**Written problem**
Starting at the beginning of the records and ending with the line that contains "M185 12L170 12L165", rewrite those lines with "ceiling mounted speaker" swapped for "wall mounted speaker" and nothing else changed.

Named region outline records
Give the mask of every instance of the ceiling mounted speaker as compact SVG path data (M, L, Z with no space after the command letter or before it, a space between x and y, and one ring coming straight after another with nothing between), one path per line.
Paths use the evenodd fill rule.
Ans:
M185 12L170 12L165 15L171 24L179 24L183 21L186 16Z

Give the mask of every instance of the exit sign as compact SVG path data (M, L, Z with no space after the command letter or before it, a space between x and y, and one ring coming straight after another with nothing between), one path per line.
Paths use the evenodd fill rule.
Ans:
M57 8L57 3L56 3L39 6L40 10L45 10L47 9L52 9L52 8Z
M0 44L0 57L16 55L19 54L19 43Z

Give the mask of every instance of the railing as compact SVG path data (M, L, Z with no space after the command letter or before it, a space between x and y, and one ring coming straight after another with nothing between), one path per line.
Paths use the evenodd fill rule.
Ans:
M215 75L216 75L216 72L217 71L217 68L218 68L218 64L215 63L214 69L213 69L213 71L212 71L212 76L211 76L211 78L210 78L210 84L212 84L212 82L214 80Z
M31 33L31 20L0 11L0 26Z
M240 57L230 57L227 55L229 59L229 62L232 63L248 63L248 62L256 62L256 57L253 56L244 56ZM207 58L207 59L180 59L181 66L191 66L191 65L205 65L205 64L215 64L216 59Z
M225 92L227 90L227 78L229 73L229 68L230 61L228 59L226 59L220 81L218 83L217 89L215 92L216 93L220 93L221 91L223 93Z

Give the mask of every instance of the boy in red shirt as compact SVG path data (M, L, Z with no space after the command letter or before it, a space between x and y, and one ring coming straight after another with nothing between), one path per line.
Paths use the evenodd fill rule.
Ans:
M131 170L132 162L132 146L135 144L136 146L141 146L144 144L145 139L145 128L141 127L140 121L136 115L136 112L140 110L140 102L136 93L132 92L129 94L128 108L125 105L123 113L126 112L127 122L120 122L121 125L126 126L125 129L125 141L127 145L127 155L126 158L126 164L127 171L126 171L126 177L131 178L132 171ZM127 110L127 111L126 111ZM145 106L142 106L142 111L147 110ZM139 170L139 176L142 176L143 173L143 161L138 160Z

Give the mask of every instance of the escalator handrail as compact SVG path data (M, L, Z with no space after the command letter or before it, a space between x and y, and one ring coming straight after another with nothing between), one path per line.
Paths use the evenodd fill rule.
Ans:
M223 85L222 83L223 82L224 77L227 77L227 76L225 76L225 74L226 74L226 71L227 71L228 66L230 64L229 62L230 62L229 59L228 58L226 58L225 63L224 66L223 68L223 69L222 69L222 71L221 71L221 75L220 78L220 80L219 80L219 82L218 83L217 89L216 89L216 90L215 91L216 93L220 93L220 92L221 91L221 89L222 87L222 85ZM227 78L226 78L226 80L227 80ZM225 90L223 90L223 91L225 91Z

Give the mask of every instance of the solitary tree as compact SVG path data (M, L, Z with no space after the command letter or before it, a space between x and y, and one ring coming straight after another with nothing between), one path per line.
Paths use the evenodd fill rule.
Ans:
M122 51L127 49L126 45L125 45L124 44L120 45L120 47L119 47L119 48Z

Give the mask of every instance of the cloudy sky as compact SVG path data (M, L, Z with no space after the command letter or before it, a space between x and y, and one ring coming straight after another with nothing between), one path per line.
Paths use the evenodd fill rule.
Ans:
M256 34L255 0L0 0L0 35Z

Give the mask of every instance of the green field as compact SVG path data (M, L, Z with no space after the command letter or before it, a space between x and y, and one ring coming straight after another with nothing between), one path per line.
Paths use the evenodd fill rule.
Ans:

**Written answer**
Give the mask of every instance of the wall mounted speaker as compact SVG path data (M, L, Z with no space after the command letter or before it, a space between x and y, and one ring coming straight after another with nothing between), one path per line.
Paths use the evenodd fill rule.
Ans:
M185 12L170 12L165 15L171 24L179 24L183 21L186 16Z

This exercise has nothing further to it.